### Extrait du document:

▽

Certaines compétences de collaboration peuvent s’enseigner et vont prendre la forme de stratégies dépendant d’un cadre précis. Elles ne vont favoriser que peu les apprentissages.
Ces compétences générales sont régulièrement reprises avec quelques autres et cataloguées un peu facilement comme compétences du XXIe siècle. Comme pas mal d’innovations, elles ne sont que des récupérations d’idées déjà anciennes, qui n’ont jamais fait leurs preuves, ont fini par être oubliées, mais émergent à nouveau de manière cyclique, de décennie en décennie.

△

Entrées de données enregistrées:
▽

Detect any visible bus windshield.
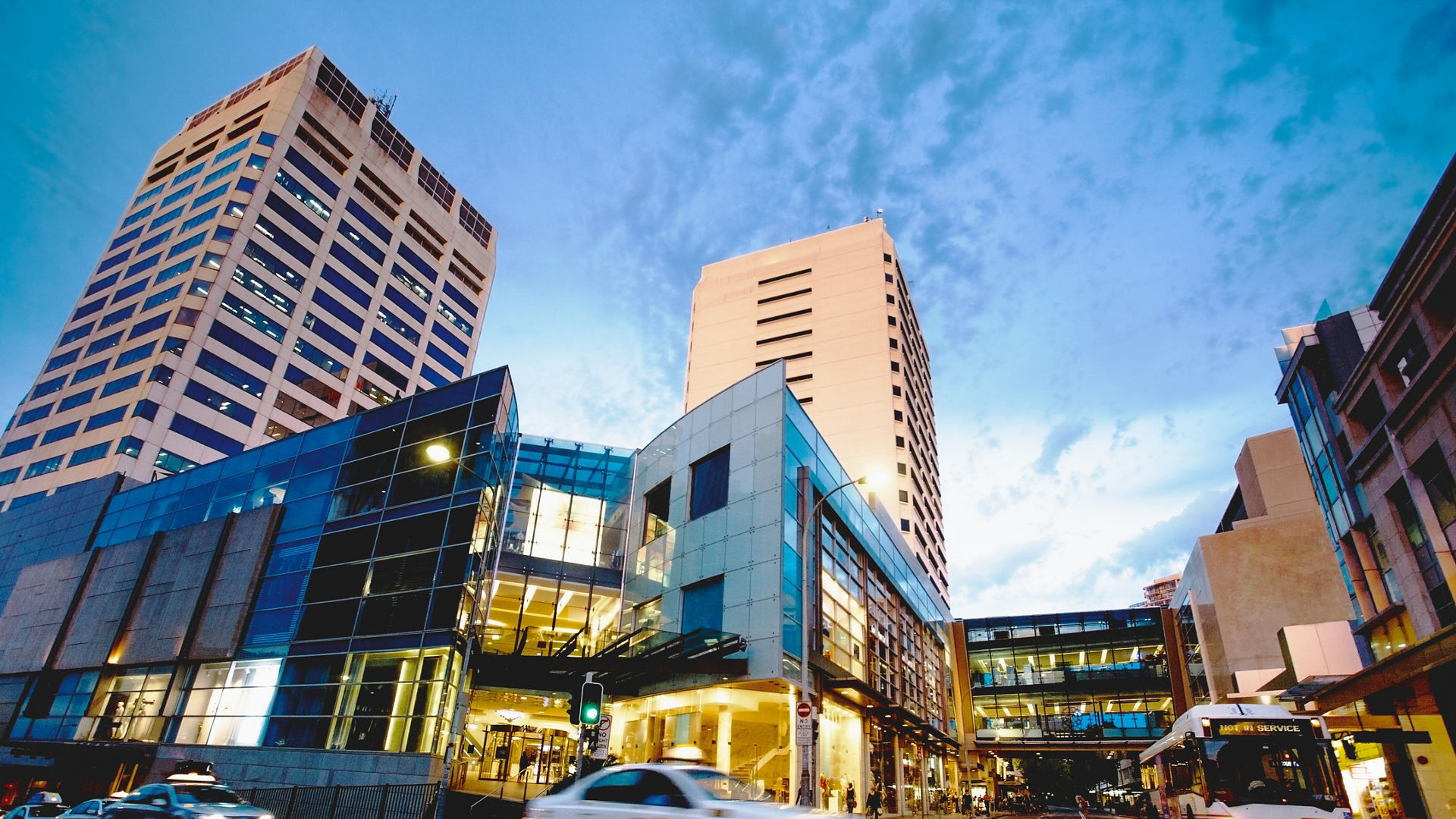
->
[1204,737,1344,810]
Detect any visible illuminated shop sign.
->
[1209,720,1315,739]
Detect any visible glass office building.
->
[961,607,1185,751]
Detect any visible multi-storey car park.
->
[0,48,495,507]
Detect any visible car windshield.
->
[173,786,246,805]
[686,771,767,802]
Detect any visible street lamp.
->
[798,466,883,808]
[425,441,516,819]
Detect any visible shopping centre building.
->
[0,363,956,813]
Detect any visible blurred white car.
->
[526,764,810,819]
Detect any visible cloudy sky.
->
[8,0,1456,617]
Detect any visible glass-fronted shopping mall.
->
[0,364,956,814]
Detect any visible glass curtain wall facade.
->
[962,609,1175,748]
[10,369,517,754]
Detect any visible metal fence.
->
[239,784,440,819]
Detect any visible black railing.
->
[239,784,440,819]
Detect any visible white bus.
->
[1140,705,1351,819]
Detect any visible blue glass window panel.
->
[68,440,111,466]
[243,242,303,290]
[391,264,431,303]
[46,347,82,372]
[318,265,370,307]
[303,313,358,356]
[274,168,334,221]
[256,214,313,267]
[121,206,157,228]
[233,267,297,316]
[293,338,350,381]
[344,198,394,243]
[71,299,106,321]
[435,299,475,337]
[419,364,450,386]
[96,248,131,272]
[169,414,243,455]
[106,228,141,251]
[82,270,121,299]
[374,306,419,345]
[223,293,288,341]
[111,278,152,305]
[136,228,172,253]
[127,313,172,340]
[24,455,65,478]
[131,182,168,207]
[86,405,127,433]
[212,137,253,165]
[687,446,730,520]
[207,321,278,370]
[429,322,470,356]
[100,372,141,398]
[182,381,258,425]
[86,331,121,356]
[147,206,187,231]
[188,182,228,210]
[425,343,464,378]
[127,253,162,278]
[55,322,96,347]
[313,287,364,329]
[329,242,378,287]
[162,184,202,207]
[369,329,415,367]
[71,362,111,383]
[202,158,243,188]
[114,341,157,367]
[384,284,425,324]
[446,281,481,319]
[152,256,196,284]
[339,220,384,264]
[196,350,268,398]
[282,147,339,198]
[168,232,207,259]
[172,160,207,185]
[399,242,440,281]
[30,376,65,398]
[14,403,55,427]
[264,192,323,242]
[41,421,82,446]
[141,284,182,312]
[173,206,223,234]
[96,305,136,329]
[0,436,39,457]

△
▽

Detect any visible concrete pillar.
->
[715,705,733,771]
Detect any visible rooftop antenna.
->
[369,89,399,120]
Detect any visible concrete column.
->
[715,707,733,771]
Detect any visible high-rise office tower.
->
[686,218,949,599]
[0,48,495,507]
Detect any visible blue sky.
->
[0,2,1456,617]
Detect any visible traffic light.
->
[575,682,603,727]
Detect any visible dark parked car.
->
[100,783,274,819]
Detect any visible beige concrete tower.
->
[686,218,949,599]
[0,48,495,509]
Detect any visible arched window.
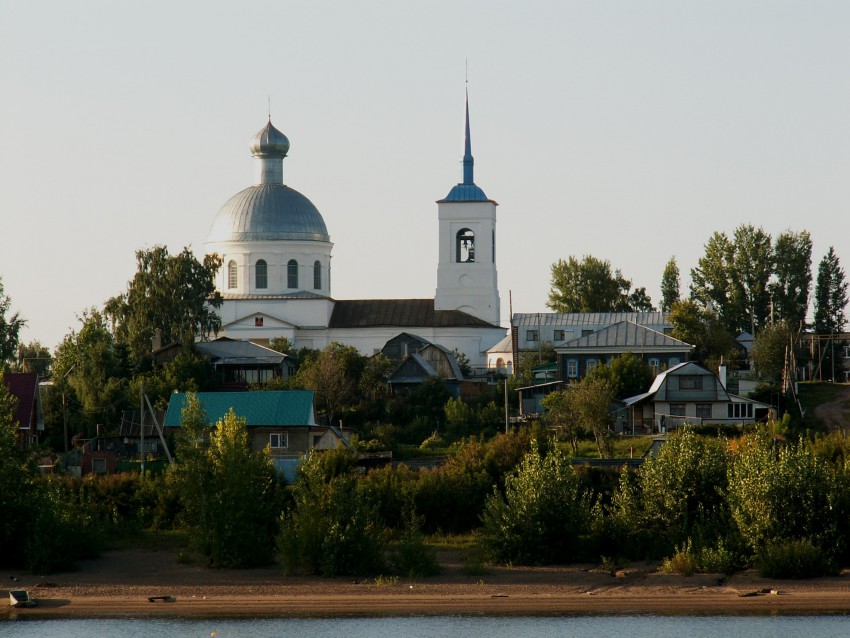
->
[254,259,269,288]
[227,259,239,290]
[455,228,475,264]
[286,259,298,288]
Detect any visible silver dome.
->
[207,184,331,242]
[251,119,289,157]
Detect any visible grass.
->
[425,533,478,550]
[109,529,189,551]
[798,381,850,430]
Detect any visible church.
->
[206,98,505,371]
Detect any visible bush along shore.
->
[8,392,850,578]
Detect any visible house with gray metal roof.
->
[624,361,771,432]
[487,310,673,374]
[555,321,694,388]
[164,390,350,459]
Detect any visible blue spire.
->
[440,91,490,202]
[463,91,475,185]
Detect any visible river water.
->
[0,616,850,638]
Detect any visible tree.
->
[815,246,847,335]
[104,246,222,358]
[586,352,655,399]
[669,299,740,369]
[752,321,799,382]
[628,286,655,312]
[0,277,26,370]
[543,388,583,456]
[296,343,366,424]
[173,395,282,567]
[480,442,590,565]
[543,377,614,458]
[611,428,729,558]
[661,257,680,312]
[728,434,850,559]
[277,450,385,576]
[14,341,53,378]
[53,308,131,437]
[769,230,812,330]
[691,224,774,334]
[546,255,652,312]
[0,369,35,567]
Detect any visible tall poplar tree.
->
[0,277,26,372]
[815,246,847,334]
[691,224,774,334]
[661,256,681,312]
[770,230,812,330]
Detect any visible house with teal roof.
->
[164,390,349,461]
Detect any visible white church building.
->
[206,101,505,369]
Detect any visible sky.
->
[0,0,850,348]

△

### Consigne à suivre:
Recopiez intégralement, sans la moindre modification, l'extrait du document consacré aux compétences de collaboration. Les entrées constituent un matériau distinct de l'extrait du document.

### Solution de la tâche:
Certaines compétences de collaboration peuvent s’enseigner et vont prendre la forme de stratégies dépendant d’un cadre précis. Elles ne vont favoriser que peu les apprentissages.
Ces compétences générales sont régulièrement reprises avec quelques autres et cataloguées un peu facilement comme compétences du XXIe siècle. Comme pas mal d’innovations, elles ne sont que des récupérations d’idées déjà anciennes, qui n’ont jamais fait leurs preuves, ont fini par être oubliées, mais émergent à nouveau de manière cyclique, de décennie en décennie.